▶ [Short exercise]
Count the lines in the rows below that contain the string "green" and give only that number.

Start of Data to use

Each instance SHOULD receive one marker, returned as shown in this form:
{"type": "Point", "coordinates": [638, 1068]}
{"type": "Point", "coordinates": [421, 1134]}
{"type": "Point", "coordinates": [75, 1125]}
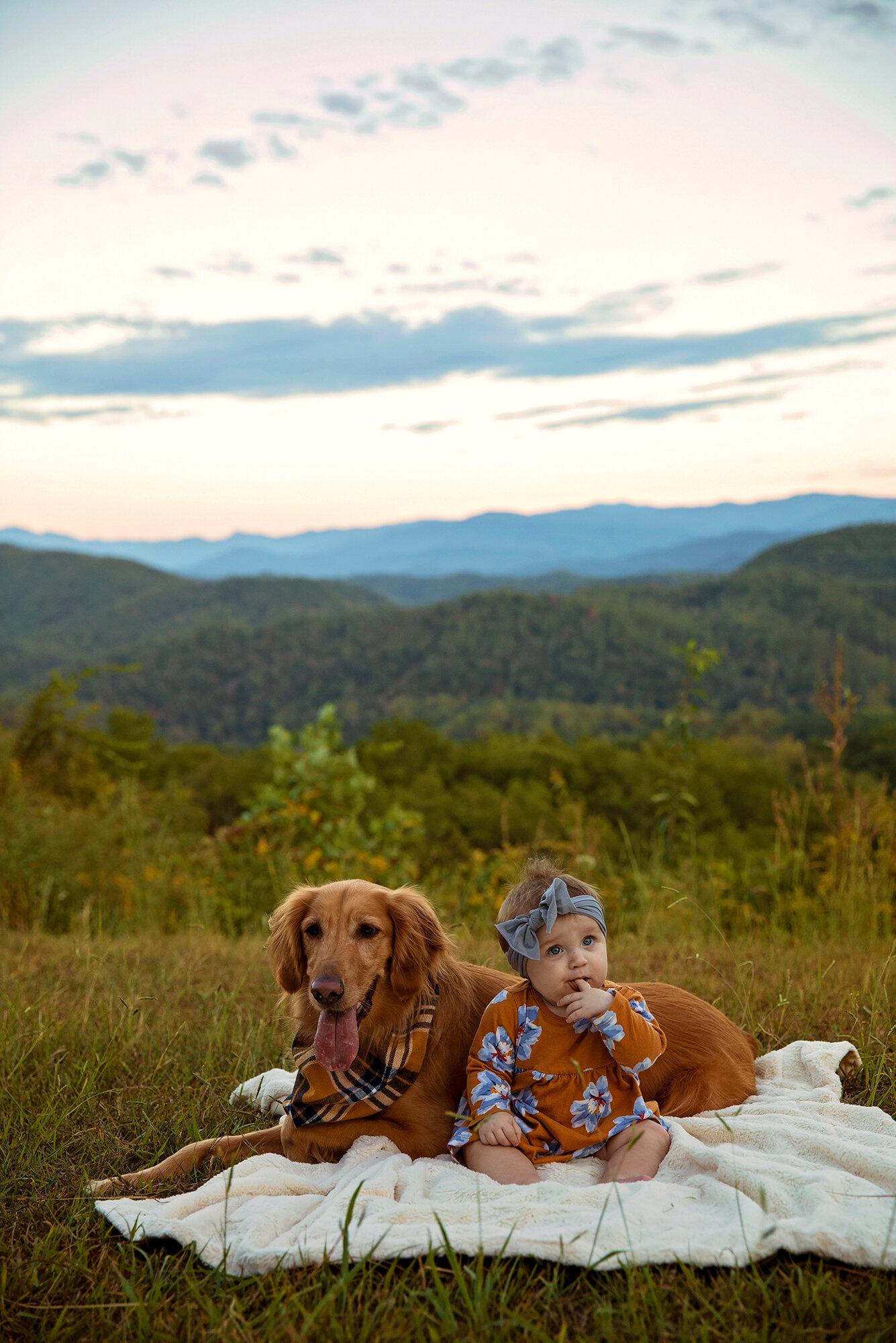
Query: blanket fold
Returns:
{"type": "Point", "coordinates": [793, 1169]}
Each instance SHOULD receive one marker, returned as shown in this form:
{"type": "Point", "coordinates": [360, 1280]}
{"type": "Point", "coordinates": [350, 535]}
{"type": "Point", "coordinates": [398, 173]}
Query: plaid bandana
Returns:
{"type": "Point", "coordinates": [369, 1086]}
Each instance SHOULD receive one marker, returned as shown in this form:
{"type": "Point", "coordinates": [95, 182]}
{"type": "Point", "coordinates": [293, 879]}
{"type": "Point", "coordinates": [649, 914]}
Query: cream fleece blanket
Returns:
{"type": "Point", "coordinates": [793, 1169]}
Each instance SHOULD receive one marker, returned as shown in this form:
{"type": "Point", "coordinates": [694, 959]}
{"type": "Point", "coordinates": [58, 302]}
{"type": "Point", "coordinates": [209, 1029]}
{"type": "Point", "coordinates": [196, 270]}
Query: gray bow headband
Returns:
{"type": "Point", "coordinates": [521, 933]}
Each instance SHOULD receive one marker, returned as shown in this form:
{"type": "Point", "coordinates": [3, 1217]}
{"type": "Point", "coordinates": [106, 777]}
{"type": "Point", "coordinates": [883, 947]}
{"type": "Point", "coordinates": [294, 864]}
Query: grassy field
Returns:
{"type": "Point", "coordinates": [114, 1054]}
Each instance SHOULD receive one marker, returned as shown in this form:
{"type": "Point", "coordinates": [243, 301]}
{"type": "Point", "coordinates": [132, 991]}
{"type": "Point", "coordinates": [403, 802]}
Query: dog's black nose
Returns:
{"type": "Point", "coordinates": [328, 992]}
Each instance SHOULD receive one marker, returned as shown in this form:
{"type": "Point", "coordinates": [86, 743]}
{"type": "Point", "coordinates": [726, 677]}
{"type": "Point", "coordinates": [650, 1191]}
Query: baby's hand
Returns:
{"type": "Point", "coordinates": [585, 1003]}
{"type": "Point", "coordinates": [499, 1130]}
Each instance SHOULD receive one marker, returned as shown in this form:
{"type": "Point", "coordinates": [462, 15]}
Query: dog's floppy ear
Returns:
{"type": "Point", "coordinates": [285, 946]}
{"type": "Point", "coordinates": [417, 942]}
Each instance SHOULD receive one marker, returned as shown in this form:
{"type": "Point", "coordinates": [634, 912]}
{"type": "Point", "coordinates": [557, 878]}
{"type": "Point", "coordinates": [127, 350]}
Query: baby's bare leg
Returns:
{"type": "Point", "coordinates": [505, 1165]}
{"type": "Point", "coordinates": [636, 1153]}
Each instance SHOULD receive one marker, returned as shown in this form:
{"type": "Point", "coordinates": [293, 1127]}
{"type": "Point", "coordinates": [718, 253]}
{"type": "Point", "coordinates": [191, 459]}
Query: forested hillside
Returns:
{"type": "Point", "coordinates": [62, 610]}
{"type": "Point", "coordinates": [592, 659]}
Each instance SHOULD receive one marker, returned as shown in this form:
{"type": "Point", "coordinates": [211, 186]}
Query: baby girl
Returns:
{"type": "Point", "coordinates": [553, 1071]}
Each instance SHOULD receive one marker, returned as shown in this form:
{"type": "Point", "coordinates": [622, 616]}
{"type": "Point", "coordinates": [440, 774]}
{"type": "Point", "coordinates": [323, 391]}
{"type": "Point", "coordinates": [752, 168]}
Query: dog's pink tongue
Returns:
{"type": "Point", "coordinates": [336, 1041]}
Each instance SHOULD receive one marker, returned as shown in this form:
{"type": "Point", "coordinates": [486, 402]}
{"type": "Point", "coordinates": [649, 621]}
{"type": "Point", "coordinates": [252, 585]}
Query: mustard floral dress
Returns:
{"type": "Point", "coordinates": [569, 1089]}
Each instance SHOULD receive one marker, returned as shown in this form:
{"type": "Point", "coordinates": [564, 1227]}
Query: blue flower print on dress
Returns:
{"type": "Point", "coordinates": [462, 1134]}
{"type": "Point", "coordinates": [639, 1068]}
{"type": "Point", "coordinates": [524, 1106]}
{"type": "Point", "coordinates": [491, 1094]}
{"type": "Point", "coordinates": [609, 1029]}
{"type": "Point", "coordinates": [498, 1051]}
{"type": "Point", "coordinates": [526, 1031]}
{"type": "Point", "coordinates": [595, 1106]}
{"type": "Point", "coordinates": [639, 1114]}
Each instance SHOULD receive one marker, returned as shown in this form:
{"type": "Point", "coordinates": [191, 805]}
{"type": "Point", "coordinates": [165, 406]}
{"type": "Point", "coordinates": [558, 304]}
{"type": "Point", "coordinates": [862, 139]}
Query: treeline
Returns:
{"type": "Point", "coordinates": [105, 827]}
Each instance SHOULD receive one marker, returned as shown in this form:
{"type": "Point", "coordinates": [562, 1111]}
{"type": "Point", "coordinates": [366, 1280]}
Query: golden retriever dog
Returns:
{"type": "Point", "coordinates": [356, 961]}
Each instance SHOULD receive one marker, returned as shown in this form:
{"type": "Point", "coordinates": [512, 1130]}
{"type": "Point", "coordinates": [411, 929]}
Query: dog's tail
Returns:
{"type": "Point", "coordinates": [220, 1150]}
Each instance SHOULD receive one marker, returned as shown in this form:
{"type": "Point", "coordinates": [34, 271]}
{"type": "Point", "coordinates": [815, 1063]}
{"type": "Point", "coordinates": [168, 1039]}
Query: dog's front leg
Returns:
{"type": "Point", "coordinates": [330, 1142]}
{"type": "Point", "coordinates": [223, 1150]}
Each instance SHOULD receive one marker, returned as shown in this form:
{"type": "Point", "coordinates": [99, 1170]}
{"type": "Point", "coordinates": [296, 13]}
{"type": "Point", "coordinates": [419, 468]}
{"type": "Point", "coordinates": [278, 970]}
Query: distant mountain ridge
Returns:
{"type": "Point", "coordinates": [223, 661]}
{"type": "Point", "coordinates": [604, 541]}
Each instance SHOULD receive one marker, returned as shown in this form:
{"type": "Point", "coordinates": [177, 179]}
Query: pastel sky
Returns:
{"type": "Point", "coordinates": [282, 267]}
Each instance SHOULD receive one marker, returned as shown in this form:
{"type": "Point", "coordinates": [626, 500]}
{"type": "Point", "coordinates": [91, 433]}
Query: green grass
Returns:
{"type": "Point", "coordinates": [114, 1054]}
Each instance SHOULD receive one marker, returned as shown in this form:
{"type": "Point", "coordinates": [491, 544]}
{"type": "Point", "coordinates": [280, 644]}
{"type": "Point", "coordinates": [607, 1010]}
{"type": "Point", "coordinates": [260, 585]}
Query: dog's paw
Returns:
{"type": "Point", "coordinates": [97, 1188]}
{"type": "Point", "coordinates": [848, 1066]}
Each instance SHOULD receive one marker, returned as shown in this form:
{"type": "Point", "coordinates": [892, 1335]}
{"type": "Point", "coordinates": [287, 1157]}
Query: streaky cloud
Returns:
{"type": "Point", "coordinates": [874, 197]}
{"type": "Point", "coordinates": [227, 154]}
{"type": "Point", "coordinates": [662, 413]}
{"type": "Point", "coordinates": [734, 273]}
{"type": "Point", "coordinates": [294, 357]}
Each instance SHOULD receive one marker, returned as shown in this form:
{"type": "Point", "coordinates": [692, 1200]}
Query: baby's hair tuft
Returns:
{"type": "Point", "coordinates": [528, 894]}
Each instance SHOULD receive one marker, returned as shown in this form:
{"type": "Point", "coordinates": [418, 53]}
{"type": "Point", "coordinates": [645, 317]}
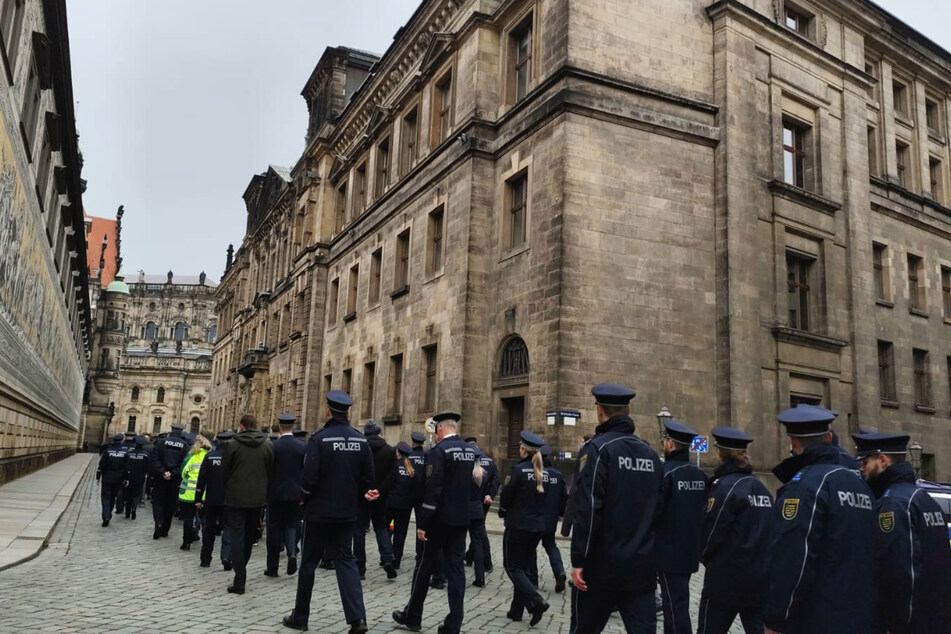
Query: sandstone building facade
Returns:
{"type": "Point", "coordinates": [734, 206]}
{"type": "Point", "coordinates": [45, 319]}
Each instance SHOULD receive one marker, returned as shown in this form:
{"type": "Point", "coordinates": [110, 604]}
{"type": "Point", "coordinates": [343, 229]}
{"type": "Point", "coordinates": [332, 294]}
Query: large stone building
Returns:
{"type": "Point", "coordinates": [152, 365]}
{"type": "Point", "coordinates": [734, 206]}
{"type": "Point", "coordinates": [44, 310]}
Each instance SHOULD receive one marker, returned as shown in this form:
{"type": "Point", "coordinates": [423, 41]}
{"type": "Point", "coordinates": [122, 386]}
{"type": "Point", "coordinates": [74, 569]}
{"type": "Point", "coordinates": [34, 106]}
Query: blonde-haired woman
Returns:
{"type": "Point", "coordinates": [522, 504]}
{"type": "Point", "coordinates": [186, 492]}
{"type": "Point", "coordinates": [735, 540]}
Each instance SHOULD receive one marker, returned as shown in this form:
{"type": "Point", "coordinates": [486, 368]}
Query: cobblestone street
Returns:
{"type": "Point", "coordinates": [117, 579]}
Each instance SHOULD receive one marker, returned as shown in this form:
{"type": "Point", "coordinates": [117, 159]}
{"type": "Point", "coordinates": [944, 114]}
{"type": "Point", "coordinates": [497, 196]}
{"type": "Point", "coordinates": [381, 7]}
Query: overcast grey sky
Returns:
{"type": "Point", "coordinates": [180, 102]}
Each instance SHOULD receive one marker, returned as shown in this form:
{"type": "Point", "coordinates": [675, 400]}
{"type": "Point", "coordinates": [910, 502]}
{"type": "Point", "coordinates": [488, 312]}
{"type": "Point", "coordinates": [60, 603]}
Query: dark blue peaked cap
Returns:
{"type": "Point", "coordinates": [678, 431]}
{"type": "Point", "coordinates": [730, 438]}
{"type": "Point", "coordinates": [874, 442]}
{"type": "Point", "coordinates": [338, 400]}
{"type": "Point", "coordinates": [612, 394]}
{"type": "Point", "coordinates": [806, 420]}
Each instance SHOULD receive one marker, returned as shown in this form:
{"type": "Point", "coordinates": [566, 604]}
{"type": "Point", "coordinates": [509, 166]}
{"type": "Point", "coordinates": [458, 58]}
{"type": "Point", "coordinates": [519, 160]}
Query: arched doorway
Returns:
{"type": "Point", "coordinates": [510, 384]}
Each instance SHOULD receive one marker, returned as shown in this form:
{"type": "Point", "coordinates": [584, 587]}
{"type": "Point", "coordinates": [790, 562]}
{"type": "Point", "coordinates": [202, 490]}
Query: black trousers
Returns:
{"type": "Point", "coordinates": [675, 593]}
{"type": "Point", "coordinates": [243, 524]}
{"type": "Point", "coordinates": [334, 538]}
{"type": "Point", "coordinates": [444, 545]}
{"type": "Point", "coordinates": [717, 618]}
{"type": "Point", "coordinates": [400, 519]}
{"type": "Point", "coordinates": [591, 609]}
{"type": "Point", "coordinates": [215, 522]}
{"type": "Point", "coordinates": [518, 557]}
{"type": "Point", "coordinates": [164, 499]}
{"type": "Point", "coordinates": [283, 518]}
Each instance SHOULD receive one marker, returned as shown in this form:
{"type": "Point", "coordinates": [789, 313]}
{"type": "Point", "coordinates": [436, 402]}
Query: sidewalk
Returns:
{"type": "Point", "coordinates": [31, 506]}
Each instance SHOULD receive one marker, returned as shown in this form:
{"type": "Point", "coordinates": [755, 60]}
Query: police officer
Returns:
{"type": "Point", "coordinates": [338, 472]}
{"type": "Point", "coordinates": [283, 497]}
{"type": "Point", "coordinates": [618, 500]}
{"type": "Point", "coordinates": [443, 522]}
{"type": "Point", "coordinates": [113, 464]}
{"type": "Point", "coordinates": [210, 494]}
{"type": "Point", "coordinates": [135, 480]}
{"type": "Point", "coordinates": [735, 538]}
{"type": "Point", "coordinates": [821, 575]}
{"type": "Point", "coordinates": [912, 554]}
{"type": "Point", "coordinates": [522, 505]}
{"type": "Point", "coordinates": [677, 545]}
{"type": "Point", "coordinates": [167, 458]}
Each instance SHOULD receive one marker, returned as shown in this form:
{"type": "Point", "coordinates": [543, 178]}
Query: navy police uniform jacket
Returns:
{"type": "Point", "coordinates": [556, 498]}
{"type": "Point", "coordinates": [449, 468]}
{"type": "Point", "coordinates": [735, 537]}
{"type": "Point", "coordinates": [677, 544]}
{"type": "Point", "coordinates": [520, 502]}
{"type": "Point", "coordinates": [912, 556]}
{"type": "Point", "coordinates": [113, 463]}
{"type": "Point", "coordinates": [210, 488]}
{"type": "Point", "coordinates": [338, 471]}
{"type": "Point", "coordinates": [618, 501]}
{"type": "Point", "coordinates": [168, 455]}
{"type": "Point", "coordinates": [822, 573]}
{"type": "Point", "coordinates": [284, 483]}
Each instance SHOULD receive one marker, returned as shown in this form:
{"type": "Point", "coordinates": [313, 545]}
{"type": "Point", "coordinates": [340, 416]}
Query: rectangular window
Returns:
{"type": "Point", "coordinates": [518, 210]}
{"type": "Point", "coordinates": [382, 167]}
{"type": "Point", "coordinates": [401, 269]}
{"type": "Point", "coordinates": [521, 43]}
{"type": "Point", "coordinates": [442, 108]}
{"type": "Point", "coordinates": [434, 255]}
{"type": "Point", "coordinates": [409, 140]}
{"type": "Point", "coordinates": [376, 264]}
{"type": "Point", "coordinates": [429, 381]}
{"type": "Point", "coordinates": [352, 289]}
{"type": "Point", "coordinates": [901, 158]}
{"type": "Point", "coordinates": [900, 98]}
{"type": "Point", "coordinates": [794, 152]}
{"type": "Point", "coordinates": [880, 267]}
{"type": "Point", "coordinates": [886, 371]}
{"type": "Point", "coordinates": [915, 295]}
{"type": "Point", "coordinates": [332, 301]}
{"type": "Point", "coordinates": [798, 269]}
{"type": "Point", "coordinates": [369, 381]}
{"type": "Point", "coordinates": [395, 397]}
{"type": "Point", "coordinates": [922, 378]}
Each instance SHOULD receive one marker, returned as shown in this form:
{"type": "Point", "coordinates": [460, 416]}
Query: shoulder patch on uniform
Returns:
{"type": "Point", "coordinates": [886, 521]}
{"type": "Point", "coordinates": [790, 508]}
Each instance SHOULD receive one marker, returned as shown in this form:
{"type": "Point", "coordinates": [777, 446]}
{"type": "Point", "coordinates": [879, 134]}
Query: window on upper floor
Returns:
{"type": "Point", "coordinates": [442, 108]}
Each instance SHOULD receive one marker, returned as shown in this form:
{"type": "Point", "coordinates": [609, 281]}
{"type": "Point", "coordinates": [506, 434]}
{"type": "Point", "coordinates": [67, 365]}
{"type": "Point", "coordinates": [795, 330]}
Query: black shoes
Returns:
{"type": "Point", "coordinates": [294, 625]}
{"type": "Point", "coordinates": [400, 617]}
{"type": "Point", "coordinates": [538, 613]}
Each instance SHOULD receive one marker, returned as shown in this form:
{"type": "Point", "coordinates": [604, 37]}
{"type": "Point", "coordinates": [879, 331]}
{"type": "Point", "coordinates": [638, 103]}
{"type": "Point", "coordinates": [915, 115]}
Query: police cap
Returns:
{"type": "Point", "coordinates": [339, 401]}
{"type": "Point", "coordinates": [678, 431]}
{"type": "Point", "coordinates": [730, 438]}
{"type": "Point", "coordinates": [612, 395]}
{"type": "Point", "coordinates": [873, 443]}
{"type": "Point", "coordinates": [531, 441]}
{"type": "Point", "coordinates": [806, 420]}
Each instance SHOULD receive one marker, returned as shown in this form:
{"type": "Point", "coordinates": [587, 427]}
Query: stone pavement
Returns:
{"type": "Point", "coordinates": [117, 579]}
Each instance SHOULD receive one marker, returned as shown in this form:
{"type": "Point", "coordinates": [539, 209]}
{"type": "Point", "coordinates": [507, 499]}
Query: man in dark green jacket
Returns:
{"type": "Point", "coordinates": [247, 463]}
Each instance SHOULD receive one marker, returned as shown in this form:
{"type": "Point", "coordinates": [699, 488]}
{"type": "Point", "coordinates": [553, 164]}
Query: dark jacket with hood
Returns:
{"type": "Point", "coordinates": [247, 462]}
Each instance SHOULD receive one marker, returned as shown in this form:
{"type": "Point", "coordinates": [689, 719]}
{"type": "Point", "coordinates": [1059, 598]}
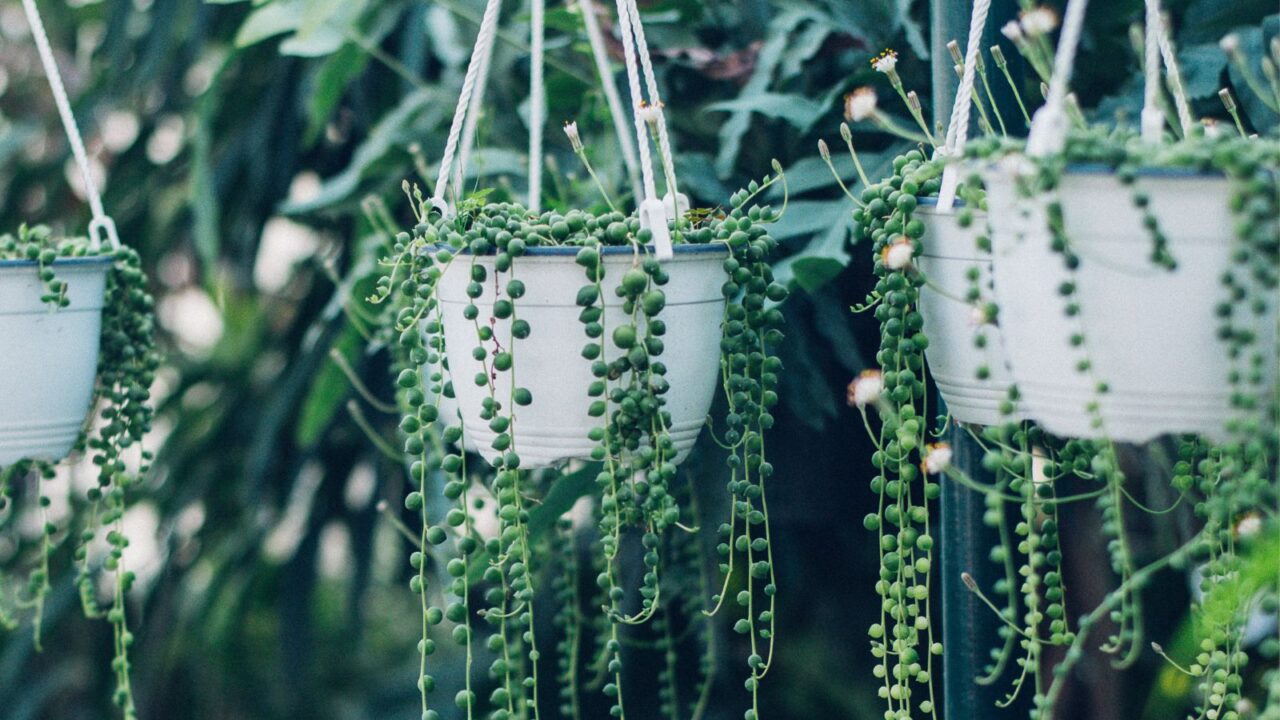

End of Data to use

▶ [Complete output]
2